Your instructions → Pick out and copy each line of the data below that contains the string "locate". Case counts.

Data to process →
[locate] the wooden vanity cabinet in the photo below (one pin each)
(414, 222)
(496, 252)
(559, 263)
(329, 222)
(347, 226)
* * *
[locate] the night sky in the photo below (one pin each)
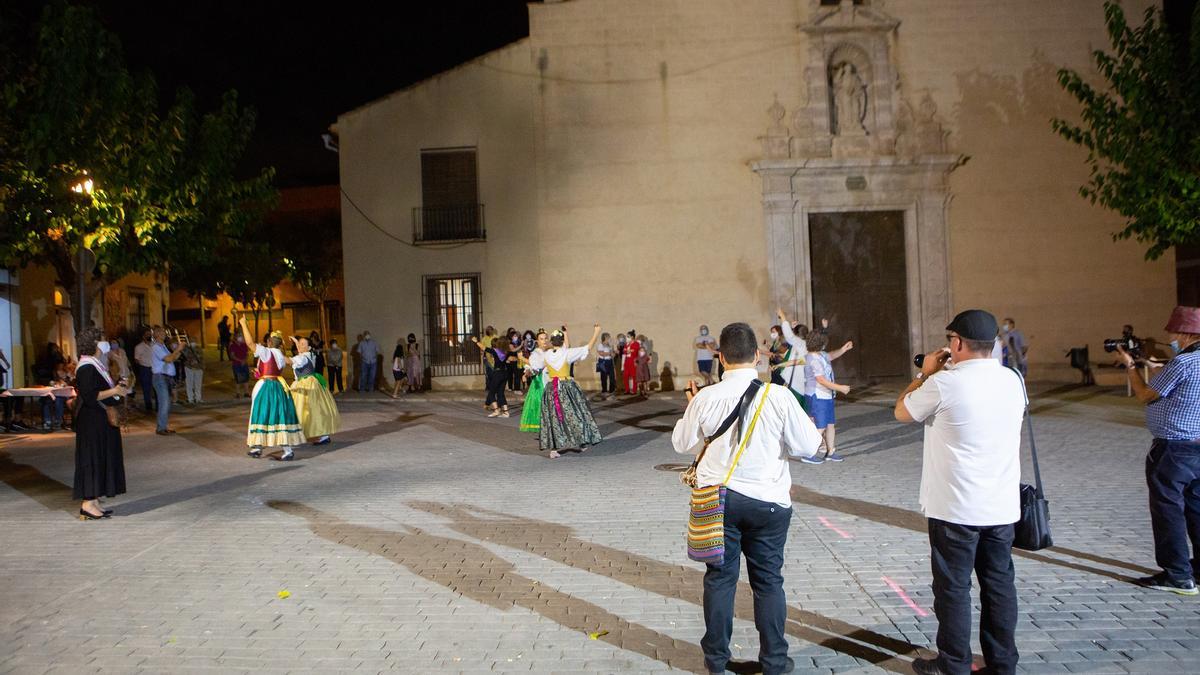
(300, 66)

Complete answer →
[locate] the wooden vanity cabinet in the photo below (one pin each)
[locate] the night sky in the photo below (one pin each)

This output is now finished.